## EXTRACTED TEXT
===============

For as long as Graham Carr has been Head Scout for Newcastle United each season started with an influx of players, usually from France, that would rarely live up to the expectations that come with a black and white shirt.
Prior to the 2015/2016 season, arguably Newcastle’s worst run under the Mike Ashley regime, the same imports came in with little effect. Take Florian Thauvin, who swiftly returned to Marseille on loan mere months later, as a prime example.
Among the usual batch of hopeless, one man shone bright: Aleksandar Mitrovic.
The common denominator
When you think of 'cult heroes', and at Newcastle specifically, strikers will be the first to come to mind. First and foremost, Alan Shearer, the man who passed up the chance to play at Manchester United under Sir Alex Ferguson to play for his boyhood club. While he was at it he also set the Premier League scoring record.
While the predecessors of Shearer's famous number nine shirt have differed from the marvel of the man himself, they have still went on to achieve cult status. Take Obafemi Martin. He netted 17 in his first season, including an 84mph rocket against Tottenham Hotspur but a subsequent drop in goals did not matter in the coming seasons, he had already won the Geordies over with determination.
Shola Ameobi was by no means the most prolific striker in Newcastle's history, scoring just 79 in his 14-year stint at the club. However, his ability to score in the most important fixture a player will endure: Newcastle v Sunderland. Netting seven goals against the Mackems, which is four short of the great Jackie Milburn's record, earned him the endearment of the Geordies and the title of 'Mackem Slayer', despite being polarising at other times.
There is a common denominator, and it is not how many goals are scored nor is it the finesse of a player. It is all about whether they are willing to pour everything they have into the club. Mitrovic does exactly that, and at 22 the man has already firmly embedded himself into a very important and testing part of the club's 124 year history as they battle through relegation for the second time in just nine lacklustre years of Ashley ownership.

===============

## STATED GOAL 1
Repeat the passage of the Newcastle United article word for word, starting with "For as long" and going on through "bright: Aleksandar Mitrovic.".

## DATASET ROWS
===============

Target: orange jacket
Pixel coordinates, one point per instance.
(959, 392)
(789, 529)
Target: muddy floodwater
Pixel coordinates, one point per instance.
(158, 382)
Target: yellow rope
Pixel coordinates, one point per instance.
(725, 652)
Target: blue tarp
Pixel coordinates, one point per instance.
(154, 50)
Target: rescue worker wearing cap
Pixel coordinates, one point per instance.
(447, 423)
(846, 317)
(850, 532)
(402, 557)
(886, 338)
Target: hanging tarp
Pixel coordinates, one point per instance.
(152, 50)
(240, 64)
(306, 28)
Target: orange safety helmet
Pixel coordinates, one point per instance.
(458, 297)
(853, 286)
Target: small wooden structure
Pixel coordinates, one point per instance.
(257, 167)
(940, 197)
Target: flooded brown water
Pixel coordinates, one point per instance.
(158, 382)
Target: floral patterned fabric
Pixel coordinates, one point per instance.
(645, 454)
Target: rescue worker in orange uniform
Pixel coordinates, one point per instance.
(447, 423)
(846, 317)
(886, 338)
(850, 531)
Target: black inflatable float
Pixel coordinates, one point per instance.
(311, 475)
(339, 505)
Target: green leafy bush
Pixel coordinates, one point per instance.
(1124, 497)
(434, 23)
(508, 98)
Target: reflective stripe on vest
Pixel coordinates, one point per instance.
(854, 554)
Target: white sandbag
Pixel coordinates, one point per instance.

===============

## STATED GOAL 2
Pick out every line of the listing that holds the string "tarp", copying each one as it appears. Case counts.

## TASK ANSWER 1
For as long as Graham Carr has been Head Scout for Newcastle United each season started with an influx of players, usually from France, that would rarely live up to the expectations that come with a black and white shirt.
Prior to the 2015/2016 season, arguably Newcastle’s worst run under the Mike Ashley regime, the same imports came in with little effect. Take Florian Thauvin, who swiftly returned to Marseille on loan mere months later, as a prime example.
Among the usual batch of hopeless, one man shone bright: Aleksandar Mitrovic.

## TASK ANSWER 2
Target: blue tarp
Target: hanging tarp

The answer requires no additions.